┌─ Dataset records

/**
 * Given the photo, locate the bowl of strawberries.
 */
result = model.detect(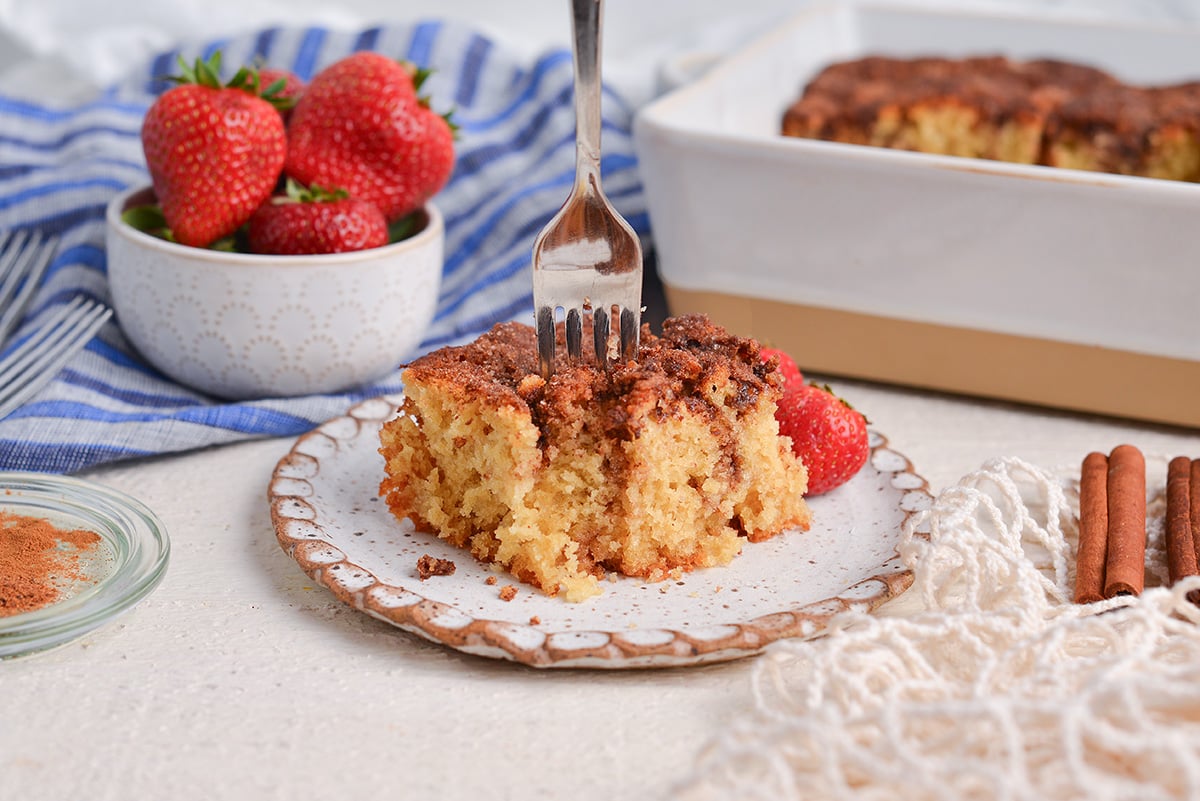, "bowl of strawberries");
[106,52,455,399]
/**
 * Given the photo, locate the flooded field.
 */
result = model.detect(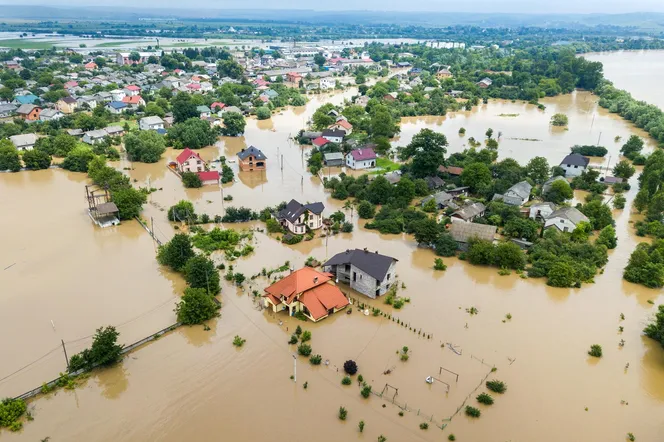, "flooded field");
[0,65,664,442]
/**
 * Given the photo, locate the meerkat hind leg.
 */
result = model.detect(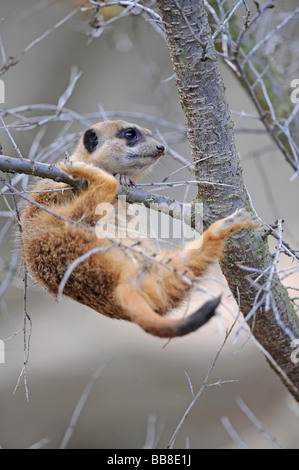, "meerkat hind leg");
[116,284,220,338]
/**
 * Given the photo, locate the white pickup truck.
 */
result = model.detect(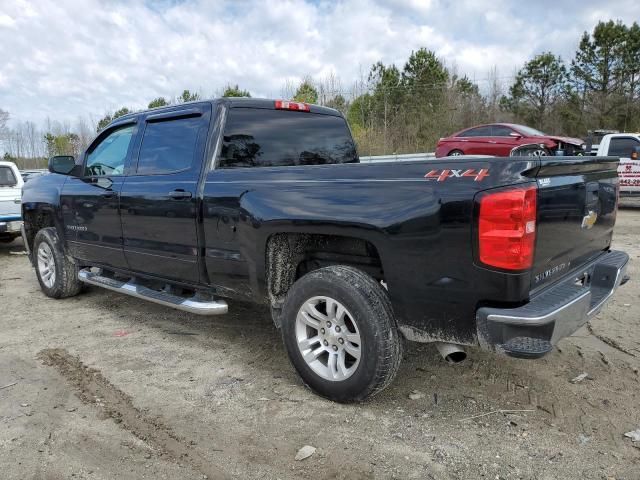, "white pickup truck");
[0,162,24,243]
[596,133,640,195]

└─

▸ Goal
Which lines of the records contain the word "Given"? Gather each of them and copy it out in full.

▸ Answer to the exercise
 * Given the photo, locate the bowl of strawberries.
 * Given the photo, locate the flooded field.
 * Given the photo, locate the meerkat hind leg.
 * Given the photo, locate the white pickup truck.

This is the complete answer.